### Materials provided:
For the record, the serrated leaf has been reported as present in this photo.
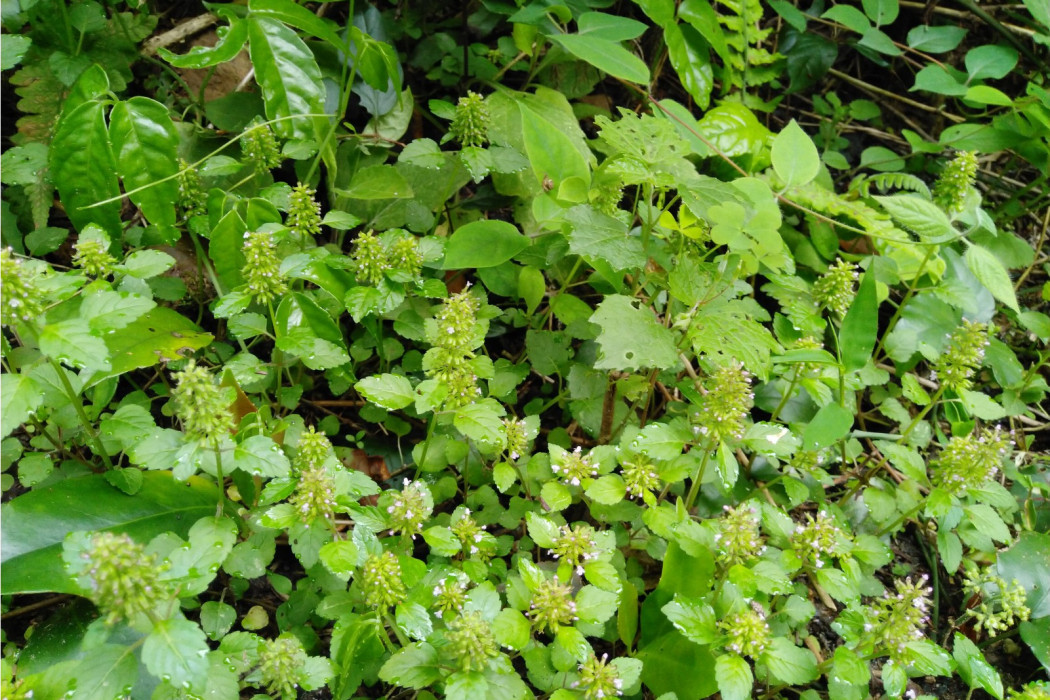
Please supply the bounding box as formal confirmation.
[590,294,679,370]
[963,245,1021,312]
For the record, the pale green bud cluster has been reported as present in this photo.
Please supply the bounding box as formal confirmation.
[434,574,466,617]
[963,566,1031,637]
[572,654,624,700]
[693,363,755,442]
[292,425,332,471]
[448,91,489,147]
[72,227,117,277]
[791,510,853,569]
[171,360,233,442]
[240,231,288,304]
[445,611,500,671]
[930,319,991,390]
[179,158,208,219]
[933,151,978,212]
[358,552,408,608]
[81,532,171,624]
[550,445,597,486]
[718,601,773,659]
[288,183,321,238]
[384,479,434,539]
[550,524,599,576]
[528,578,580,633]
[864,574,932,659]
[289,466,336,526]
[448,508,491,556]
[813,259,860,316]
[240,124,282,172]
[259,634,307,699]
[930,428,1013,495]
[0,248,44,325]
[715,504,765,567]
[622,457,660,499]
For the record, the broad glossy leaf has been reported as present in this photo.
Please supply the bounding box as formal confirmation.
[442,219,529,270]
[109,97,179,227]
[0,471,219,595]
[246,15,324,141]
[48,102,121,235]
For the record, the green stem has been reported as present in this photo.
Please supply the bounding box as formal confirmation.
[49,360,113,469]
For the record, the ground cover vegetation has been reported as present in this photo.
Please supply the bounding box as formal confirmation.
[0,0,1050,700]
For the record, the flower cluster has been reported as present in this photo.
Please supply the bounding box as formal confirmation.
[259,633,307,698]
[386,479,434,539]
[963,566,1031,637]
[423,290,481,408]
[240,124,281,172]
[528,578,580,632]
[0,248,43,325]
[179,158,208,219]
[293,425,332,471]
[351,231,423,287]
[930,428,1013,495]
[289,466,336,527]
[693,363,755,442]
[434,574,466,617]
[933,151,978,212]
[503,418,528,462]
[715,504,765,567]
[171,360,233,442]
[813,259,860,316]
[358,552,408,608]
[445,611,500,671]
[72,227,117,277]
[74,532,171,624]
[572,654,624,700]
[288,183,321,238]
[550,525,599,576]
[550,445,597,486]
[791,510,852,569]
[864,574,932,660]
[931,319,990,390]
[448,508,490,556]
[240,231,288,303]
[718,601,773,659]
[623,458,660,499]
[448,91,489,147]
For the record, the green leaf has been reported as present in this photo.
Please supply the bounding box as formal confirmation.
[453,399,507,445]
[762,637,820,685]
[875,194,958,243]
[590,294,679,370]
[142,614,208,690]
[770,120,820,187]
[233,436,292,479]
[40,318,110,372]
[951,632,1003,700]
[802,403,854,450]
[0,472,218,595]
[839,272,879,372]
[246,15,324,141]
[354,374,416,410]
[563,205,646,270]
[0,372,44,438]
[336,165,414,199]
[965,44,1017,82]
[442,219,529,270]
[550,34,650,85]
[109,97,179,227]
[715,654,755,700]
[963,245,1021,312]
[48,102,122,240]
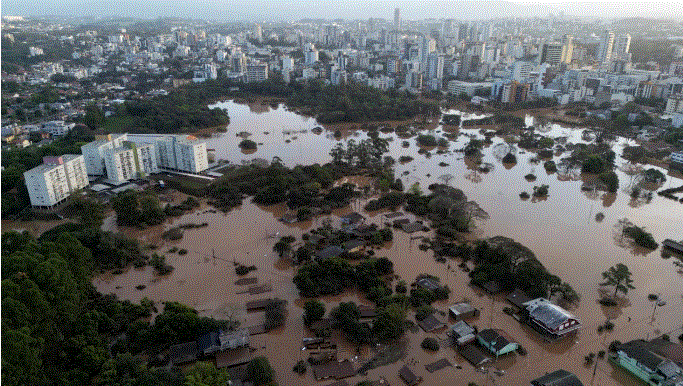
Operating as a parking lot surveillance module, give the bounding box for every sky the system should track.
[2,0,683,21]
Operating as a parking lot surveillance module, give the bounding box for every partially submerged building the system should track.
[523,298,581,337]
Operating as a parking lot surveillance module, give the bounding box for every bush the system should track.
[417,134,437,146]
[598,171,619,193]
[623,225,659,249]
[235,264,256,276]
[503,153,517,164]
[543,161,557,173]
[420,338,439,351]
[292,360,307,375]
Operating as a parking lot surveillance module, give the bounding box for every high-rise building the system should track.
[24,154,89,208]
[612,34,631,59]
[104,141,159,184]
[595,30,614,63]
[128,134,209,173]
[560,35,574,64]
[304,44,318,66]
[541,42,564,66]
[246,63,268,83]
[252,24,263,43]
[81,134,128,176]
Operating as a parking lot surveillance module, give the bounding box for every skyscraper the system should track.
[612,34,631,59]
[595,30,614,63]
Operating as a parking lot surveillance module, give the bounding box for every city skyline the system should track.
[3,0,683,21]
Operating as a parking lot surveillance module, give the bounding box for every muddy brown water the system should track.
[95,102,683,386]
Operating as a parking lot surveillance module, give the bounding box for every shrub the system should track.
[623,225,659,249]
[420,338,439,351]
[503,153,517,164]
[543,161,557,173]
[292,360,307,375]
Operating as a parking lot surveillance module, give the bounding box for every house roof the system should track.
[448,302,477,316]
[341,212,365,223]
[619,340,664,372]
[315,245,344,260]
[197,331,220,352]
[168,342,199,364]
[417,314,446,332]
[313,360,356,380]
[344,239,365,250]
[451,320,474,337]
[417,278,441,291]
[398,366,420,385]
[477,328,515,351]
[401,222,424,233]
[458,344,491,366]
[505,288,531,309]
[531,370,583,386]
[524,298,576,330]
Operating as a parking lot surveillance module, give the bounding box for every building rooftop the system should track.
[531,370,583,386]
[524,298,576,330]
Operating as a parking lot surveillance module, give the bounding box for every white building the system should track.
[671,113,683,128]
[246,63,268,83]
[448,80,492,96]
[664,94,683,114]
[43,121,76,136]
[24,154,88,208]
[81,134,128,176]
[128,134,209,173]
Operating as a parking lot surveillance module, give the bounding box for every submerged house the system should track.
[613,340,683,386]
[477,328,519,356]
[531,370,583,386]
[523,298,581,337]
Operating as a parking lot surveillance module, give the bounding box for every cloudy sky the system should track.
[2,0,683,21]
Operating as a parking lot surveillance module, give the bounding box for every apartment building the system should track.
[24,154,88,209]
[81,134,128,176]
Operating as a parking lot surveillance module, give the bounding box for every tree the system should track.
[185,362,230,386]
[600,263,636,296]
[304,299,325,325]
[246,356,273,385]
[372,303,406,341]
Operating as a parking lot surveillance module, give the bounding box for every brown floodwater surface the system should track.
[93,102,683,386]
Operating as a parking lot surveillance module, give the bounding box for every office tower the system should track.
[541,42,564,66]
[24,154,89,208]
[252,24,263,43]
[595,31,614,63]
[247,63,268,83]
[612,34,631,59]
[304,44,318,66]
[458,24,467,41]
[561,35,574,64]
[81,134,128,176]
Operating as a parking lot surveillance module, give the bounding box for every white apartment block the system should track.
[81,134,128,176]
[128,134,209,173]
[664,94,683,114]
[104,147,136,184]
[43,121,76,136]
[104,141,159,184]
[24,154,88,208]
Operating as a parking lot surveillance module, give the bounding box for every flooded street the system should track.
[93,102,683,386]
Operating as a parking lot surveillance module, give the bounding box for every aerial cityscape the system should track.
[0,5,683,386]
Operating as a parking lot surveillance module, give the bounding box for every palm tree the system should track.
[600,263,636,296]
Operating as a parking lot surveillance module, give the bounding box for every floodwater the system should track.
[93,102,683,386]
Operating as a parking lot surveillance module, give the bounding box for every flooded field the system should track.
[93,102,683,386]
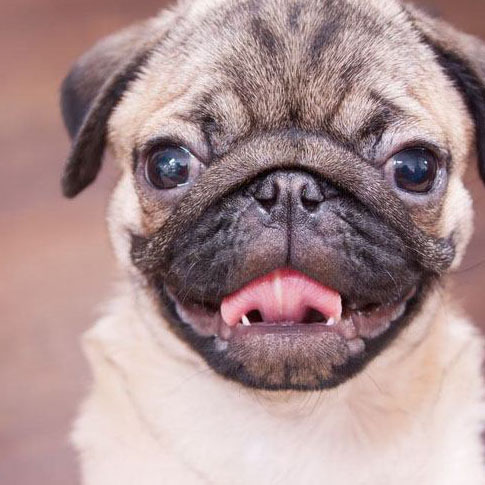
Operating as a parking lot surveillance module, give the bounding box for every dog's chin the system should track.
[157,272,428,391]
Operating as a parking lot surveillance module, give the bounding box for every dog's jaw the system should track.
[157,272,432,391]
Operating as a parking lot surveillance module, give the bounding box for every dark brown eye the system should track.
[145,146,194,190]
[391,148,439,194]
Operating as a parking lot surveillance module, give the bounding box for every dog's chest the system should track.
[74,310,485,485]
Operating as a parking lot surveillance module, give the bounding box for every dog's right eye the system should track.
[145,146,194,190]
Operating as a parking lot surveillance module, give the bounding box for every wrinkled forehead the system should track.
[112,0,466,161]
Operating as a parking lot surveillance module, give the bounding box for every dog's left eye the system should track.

### Task directions:
Can you give back every line above word for word, with the pictures left out?

### Result of this exercise:
For the record, the serrated leaf has been reported as present in this photo.
Please supply the bounding box as formal confirmation.
[590,294,679,370]
[963,245,1021,312]
For the record, the pale green bud cluster has been reported as present in this photo.
Please supply the bounding box as formal confirmation.
[434,574,466,617]
[963,566,1031,637]
[572,654,624,700]
[693,363,755,442]
[292,425,332,471]
[448,91,489,147]
[72,227,117,277]
[791,510,853,569]
[171,360,233,442]
[240,231,288,304]
[445,611,500,671]
[930,319,991,390]
[179,158,208,219]
[933,151,978,212]
[358,552,408,608]
[81,532,171,624]
[550,445,597,486]
[718,601,773,659]
[288,183,321,238]
[384,479,434,539]
[550,524,599,576]
[528,578,580,633]
[864,574,932,659]
[289,466,336,526]
[448,508,491,556]
[813,259,860,316]
[240,124,282,172]
[259,634,307,699]
[930,428,1013,495]
[0,248,44,325]
[715,504,765,567]
[622,457,660,499]
For the record, the broad glossy leaf has been reported as present in this photo.
Please supply the bounding box as formal confirmation.
[442,219,529,270]
[109,97,179,227]
[0,471,219,595]
[246,15,324,141]
[48,102,121,235]
For the record, the green stem has been reported as present in this photo.
Please supply the bounding box as formal confirmation.
[49,360,113,469]
For the record, the ground cover vegetation has been reported as present in this photo.
Please supply the bounding box as formal confirmation.
[0,0,1050,700]
For the record, the flower cluster has been reported as present in this photo.
Please supply the bounding box as formal confirmation.
[259,633,307,698]
[386,479,434,539]
[963,566,1031,637]
[423,290,481,408]
[240,124,281,172]
[528,578,580,632]
[0,248,43,325]
[179,158,208,219]
[293,425,332,471]
[351,231,423,287]
[930,428,1013,495]
[289,466,336,527]
[693,363,755,442]
[434,574,466,617]
[933,151,978,212]
[503,418,528,462]
[715,504,765,567]
[171,360,233,442]
[813,259,860,316]
[358,552,408,608]
[445,611,500,671]
[72,227,117,277]
[74,532,171,624]
[572,654,624,700]
[288,183,321,238]
[550,525,599,576]
[550,445,597,486]
[791,510,852,569]
[864,574,932,660]
[931,319,990,390]
[448,508,490,556]
[240,231,288,303]
[718,601,773,659]
[623,458,660,499]
[448,91,489,147]
For the record, the green leaf has been reported as present in this photo.
Please supply the bounding box as formal confirmation.
[453,399,507,445]
[762,637,820,685]
[875,194,958,243]
[590,294,679,370]
[142,614,208,690]
[770,120,820,187]
[233,436,292,479]
[40,318,110,372]
[951,632,1003,700]
[802,403,854,450]
[0,472,218,595]
[839,272,879,372]
[246,15,324,141]
[354,374,416,410]
[563,205,646,270]
[0,372,44,438]
[336,165,414,199]
[965,44,1017,82]
[442,219,529,270]
[550,34,650,85]
[109,97,179,227]
[715,654,755,700]
[963,245,1021,312]
[48,102,122,240]
Operating as a parking lot surveillance module, give the bounding box for every sky the system should track.
[2,0,683,21]
Operating as a parking lot surveillance module, give the bounding box for every partially submerged building the system should track.
[523,298,581,337]
Operating as a parking lot surveillance module, give the bounding box for every bush the system should track.
[417,134,437,146]
[598,171,619,193]
[623,225,659,249]
[235,264,256,276]
[503,153,517,164]
[543,161,557,173]
[420,338,439,351]
[292,360,307,375]
Operating as a parking lot surveillance module, give the bounding box for every high-rise building the system should track.
[24,154,89,208]
[612,34,631,59]
[104,141,159,184]
[595,30,614,63]
[128,134,209,173]
[560,35,574,64]
[304,44,318,66]
[541,42,564,66]
[246,63,268,83]
[252,24,263,43]
[81,134,128,176]
Operating as a parking lot surveillance module, give the bounding box for every skyscraper the system should track.
[612,34,631,59]
[595,30,614,63]
Operating as a parking lot surveillance module, give the bounding box for every city skyline the system should track.
[3,0,683,21]
Operating as a parking lot surveillance module, give the bounding box for every muddy brown water the system should track.
[95,102,683,386]
Operating as a parking lot surveillance module, give the bounding box for every shrub the system should track.
[623,225,659,249]
[420,338,439,351]
[503,153,517,164]
[543,161,557,173]
[292,360,307,375]
Operating as a parking lot surveillance module, give the bounding box for every house roof the system should track.
[448,302,477,316]
[341,212,365,223]
[619,340,664,372]
[315,245,344,260]
[197,331,220,352]
[168,342,199,364]
[417,314,446,332]
[313,360,356,380]
[344,239,365,250]
[451,320,474,337]
[417,278,441,291]
[398,366,420,385]
[477,328,515,351]
[401,222,424,233]
[458,344,491,366]
[505,288,531,309]
[531,370,583,386]
[524,298,576,330]
Operating as a parking lot surveillance module, give the bounding box for every building rooftop the system should track.
[531,370,583,386]
[524,298,576,330]
Operating as a parking lot surveillance module, give the bounding box for every white building the system should track.
[671,113,683,128]
[246,63,268,83]
[448,80,492,96]
[664,94,683,114]
[43,121,76,136]
[24,154,88,208]
[81,134,128,176]
[128,134,209,173]
Operating as a parking lot surveillance module, give the bounding box for every submerged house the system should track.
[613,340,683,386]
[477,328,519,356]
[531,370,583,386]
[523,298,581,337]
Operating as a parking lot surveillance module, give the bounding box for every cloudy sky the system should track.
[2,0,683,21]
Operating as a parking lot surveillance module, give the bounding box for every apartment building the system should track.
[24,154,88,209]
[81,134,128,176]
Operating as a parking lot surveillance module, give the bounding box for every tree the system should track.
[185,362,230,386]
[600,263,636,296]
[304,299,325,325]
[246,356,273,385]
[372,303,406,341]
Operating as a parking lot surveillance module, give the bounding box for every brown floodwater surface the system should track.
[93,102,683,386]
Operating as a parking lot surveillance module, give the bounding box for every office tower the system should track.
[541,42,564,66]
[24,154,89,208]
[252,24,263,43]
[595,31,614,63]
[247,63,268,83]
[612,34,631,59]
[304,44,318,66]
[458,24,467,41]
[561,35,574,64]
[81,134,128,176]
Operating as a parking lot surveillance module, give the bounding box for every white apartment block the system should track.
[81,134,128,176]
[128,134,209,173]
[664,94,683,114]
[104,147,136,184]
[43,121,76,136]
[104,141,159,184]
[24,154,88,208]
Operating as a parking lot surveillance module, give the bounding box for every flooded street the system should track.
[93,102,683,386]
Operating as a parking lot surveillance module, give the bounding box for every aerial cityscape the system should track.
[0,5,683,386]
Operating as a parking lot surveillance module, give the bounding box for every palm tree the system should track.
[600,263,636,296]
Operating as a parking lot surveillance module, give the bounding box for every floodwater the system should track.
[93,102,683,386]
Operating as a parking lot surveillance module, give the bounding box for every flooded field the system should track.
[93,102,683,386]
Operating as a parking lot surveillance module, give the bounding box for every dog's chin the system should track.
[157,272,428,391]
Operating as a parking lot surveillance module, give the bounding box for every dog's jaw the system should track.
[157,272,432,391]
Operating as a parking lot surveillance module, give the bounding box for every dark brown eye the system should track.
[145,146,194,190]
[391,148,439,194]
Operating as a parking lot surveillance module, give the bounding box for every dog's chest the system should track.
[74,310,485,485]
Operating as a parking lot surveillance module, give the bounding box for every dog's right eye the system should track.
[145,146,194,190]
Operating as a parking lot surveillance module, give the bounding box for every wrinkled forehead the system should track.
[112,0,466,161]
Operating as a parking lot surveillance module, give the bounding box for every dog's left eye the system should track.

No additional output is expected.